• [WHAT NEEDS TO BE DONE]
Lines before the one containing "Place a point on each instance of the person" are left out; copy that line and every later line through the end of the data exactly.

• [RECORD EXTRACTS]
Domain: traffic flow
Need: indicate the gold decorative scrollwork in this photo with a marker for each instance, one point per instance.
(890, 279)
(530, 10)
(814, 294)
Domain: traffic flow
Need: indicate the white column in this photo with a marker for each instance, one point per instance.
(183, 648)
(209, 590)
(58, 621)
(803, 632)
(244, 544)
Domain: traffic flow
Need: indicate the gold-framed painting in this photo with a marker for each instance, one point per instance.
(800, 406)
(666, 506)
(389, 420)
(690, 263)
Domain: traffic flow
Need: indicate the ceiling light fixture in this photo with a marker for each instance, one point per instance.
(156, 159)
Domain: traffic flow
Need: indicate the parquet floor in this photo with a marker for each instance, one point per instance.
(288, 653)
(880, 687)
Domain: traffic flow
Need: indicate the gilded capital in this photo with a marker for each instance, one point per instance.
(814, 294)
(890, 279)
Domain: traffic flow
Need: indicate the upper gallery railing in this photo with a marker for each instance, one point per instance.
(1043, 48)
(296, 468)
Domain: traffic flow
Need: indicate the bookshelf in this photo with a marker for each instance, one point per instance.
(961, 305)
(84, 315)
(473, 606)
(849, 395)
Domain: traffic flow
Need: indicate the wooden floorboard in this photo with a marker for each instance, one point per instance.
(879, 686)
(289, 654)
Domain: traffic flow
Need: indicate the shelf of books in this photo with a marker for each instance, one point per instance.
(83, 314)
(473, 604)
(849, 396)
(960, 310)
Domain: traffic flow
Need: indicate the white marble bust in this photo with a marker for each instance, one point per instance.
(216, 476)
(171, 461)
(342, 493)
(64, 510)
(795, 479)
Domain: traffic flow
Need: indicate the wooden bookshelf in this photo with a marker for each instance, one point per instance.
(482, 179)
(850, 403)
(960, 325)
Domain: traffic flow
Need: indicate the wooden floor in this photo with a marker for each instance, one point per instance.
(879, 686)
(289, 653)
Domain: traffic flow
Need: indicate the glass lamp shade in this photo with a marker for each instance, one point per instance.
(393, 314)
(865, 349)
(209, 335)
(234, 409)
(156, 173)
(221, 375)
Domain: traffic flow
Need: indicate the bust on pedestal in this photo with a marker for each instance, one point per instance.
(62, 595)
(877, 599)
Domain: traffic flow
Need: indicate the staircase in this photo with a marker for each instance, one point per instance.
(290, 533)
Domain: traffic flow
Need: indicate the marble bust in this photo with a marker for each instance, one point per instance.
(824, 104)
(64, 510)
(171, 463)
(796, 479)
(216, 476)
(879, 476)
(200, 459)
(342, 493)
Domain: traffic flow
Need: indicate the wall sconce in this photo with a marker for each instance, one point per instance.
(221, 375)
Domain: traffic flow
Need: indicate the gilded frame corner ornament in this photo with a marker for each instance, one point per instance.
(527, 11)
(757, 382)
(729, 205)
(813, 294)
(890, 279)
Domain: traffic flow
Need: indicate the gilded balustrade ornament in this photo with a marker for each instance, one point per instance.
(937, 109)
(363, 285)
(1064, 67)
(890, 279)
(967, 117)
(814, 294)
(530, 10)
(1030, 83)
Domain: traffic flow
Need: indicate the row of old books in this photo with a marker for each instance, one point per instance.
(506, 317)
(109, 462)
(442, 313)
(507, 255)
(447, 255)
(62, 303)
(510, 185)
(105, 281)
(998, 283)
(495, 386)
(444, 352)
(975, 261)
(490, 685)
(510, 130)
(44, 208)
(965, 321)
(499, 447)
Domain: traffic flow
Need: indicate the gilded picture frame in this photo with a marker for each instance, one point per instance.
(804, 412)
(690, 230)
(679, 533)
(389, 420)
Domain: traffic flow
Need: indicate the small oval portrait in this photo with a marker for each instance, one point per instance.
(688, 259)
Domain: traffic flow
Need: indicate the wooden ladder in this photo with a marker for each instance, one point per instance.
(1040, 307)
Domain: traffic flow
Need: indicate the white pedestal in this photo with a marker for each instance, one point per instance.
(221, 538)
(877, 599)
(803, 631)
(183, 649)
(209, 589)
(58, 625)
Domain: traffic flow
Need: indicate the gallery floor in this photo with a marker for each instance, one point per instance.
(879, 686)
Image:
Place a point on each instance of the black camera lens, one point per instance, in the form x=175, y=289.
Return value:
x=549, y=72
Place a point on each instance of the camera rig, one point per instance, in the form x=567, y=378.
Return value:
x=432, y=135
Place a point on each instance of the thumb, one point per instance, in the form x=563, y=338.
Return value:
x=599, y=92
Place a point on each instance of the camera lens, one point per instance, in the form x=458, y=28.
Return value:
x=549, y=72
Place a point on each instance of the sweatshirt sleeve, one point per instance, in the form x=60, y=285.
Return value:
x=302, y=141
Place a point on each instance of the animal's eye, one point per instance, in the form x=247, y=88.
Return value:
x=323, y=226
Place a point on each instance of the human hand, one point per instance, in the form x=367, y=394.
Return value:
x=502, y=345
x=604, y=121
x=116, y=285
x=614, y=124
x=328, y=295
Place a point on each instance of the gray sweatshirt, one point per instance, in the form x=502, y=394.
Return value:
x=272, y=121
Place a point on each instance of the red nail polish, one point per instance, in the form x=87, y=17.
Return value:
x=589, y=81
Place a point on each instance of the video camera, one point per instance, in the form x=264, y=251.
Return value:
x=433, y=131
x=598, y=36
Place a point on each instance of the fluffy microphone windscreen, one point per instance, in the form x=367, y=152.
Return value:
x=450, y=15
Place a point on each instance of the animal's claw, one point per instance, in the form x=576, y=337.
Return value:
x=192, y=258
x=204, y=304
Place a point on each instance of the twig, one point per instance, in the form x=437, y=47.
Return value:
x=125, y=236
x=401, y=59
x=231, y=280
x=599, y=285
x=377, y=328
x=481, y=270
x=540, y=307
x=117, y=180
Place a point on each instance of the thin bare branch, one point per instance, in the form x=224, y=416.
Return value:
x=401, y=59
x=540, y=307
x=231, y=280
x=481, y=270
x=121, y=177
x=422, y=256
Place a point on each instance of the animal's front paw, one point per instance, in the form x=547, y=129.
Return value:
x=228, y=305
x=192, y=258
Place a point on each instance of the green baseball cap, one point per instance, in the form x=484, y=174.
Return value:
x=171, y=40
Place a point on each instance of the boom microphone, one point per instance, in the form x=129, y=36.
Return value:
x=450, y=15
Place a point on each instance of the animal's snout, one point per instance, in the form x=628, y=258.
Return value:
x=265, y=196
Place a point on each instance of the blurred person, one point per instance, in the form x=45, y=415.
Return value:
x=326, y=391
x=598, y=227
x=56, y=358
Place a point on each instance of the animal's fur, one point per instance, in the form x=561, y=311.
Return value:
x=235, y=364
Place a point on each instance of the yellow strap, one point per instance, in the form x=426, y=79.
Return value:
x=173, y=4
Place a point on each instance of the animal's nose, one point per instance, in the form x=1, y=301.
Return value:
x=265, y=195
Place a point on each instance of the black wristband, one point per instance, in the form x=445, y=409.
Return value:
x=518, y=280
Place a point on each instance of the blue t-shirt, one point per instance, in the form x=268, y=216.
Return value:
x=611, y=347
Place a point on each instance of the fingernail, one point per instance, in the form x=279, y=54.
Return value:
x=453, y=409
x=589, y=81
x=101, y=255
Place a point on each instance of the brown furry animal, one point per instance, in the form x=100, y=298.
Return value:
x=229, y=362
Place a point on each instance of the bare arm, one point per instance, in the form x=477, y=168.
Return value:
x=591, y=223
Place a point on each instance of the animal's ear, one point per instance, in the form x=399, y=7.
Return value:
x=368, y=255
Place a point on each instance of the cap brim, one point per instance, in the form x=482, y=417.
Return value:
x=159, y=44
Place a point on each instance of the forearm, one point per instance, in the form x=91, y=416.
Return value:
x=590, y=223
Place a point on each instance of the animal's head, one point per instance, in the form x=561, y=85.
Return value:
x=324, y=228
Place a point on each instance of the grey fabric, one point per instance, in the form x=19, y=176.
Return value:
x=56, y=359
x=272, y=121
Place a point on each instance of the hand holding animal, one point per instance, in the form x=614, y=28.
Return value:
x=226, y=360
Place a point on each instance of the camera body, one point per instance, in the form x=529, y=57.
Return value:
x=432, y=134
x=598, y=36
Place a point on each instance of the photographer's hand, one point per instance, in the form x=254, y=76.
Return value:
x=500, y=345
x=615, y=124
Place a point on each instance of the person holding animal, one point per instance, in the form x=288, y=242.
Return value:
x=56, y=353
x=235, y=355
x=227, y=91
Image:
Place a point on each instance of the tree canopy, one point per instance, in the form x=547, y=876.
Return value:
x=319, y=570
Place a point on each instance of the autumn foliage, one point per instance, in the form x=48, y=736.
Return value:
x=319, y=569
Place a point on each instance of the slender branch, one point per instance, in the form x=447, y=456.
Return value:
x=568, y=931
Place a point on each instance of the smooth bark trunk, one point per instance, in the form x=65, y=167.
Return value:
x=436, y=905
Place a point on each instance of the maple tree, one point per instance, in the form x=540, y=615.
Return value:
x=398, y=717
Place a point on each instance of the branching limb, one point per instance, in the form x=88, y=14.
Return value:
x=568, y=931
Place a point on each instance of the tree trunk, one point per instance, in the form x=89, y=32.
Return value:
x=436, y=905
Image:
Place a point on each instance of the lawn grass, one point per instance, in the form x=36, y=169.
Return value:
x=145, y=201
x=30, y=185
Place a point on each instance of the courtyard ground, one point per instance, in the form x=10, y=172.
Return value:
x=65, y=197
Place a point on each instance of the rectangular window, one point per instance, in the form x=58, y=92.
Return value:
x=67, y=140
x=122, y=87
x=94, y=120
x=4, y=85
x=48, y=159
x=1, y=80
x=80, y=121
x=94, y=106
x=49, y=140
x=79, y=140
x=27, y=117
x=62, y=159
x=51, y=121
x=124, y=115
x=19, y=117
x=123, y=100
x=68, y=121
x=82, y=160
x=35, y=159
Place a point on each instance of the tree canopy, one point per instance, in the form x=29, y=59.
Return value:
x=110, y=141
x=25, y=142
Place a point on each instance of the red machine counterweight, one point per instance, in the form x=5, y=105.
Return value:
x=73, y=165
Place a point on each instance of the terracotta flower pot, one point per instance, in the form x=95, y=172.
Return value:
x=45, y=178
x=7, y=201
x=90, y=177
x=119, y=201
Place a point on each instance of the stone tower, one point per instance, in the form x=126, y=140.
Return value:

• [TASK RESPONSE]
Place a point on each instance of the person holding animal, one point per instance, in the form x=288, y=242.
Return value:
x=56, y=353
x=235, y=355
x=227, y=91
Image:
Place a point on each instance of the tree canopy, one point per instance, in the form x=547, y=876.
Return value:
x=319, y=570
Place a point on each instance of the autumn foliage, one point per instance, in the form x=48, y=736.
Return value:
x=319, y=569
Place a point on each instance of the slender branch, one point per instance, in the form x=447, y=456.
Return value:
x=568, y=931
Place a point on each instance of the smooth bark trunk, one point per instance, in the form x=65, y=167.
Return value:
x=436, y=905
Place a point on each instance of the maple tree, one point per instance, in the form x=540, y=615.
Return value:
x=398, y=717
Place a point on each instance of the branching limb, one point per instance, in the form x=88, y=14.
Return value:
x=568, y=931
Place a point on each instance of the tree trunk, one point per instance, in the form x=89, y=32.
Return value:
x=436, y=905
Image:
Place a point on each instance of the lawn grass, one point per instance, in the form x=36, y=169.
Return value:
x=145, y=201
x=30, y=185
Place a point on each instance of the courtyard ground, one point per instance, in the form x=10, y=172.
Return value:
x=65, y=197
Place a point on each instance of the rectangular window, one point per instance, in the form x=58, y=92.
Return value:
x=67, y=140
x=122, y=87
x=94, y=120
x=4, y=85
x=48, y=159
x=1, y=80
x=80, y=121
x=94, y=106
x=49, y=140
x=79, y=140
x=27, y=117
x=62, y=159
x=51, y=121
x=124, y=115
x=19, y=117
x=123, y=100
x=68, y=121
x=82, y=160
x=35, y=159
Place a point on each instance of the tree canopy, one point per instance, in the form x=29, y=59.
Return value:
x=110, y=141
x=25, y=142
Place a point on each instance of the red machine counterweight, one point per instance, in the form x=5, y=105.
Return value:
x=73, y=165
Place a point on each instance of the terracotta flower pot, one point per instance, in the form x=95, y=172.
Return value:
x=45, y=178
x=7, y=201
x=90, y=177
x=119, y=201
Place a point on each instance of the stone tower, one point per instance, in the form x=126, y=140.
Return value:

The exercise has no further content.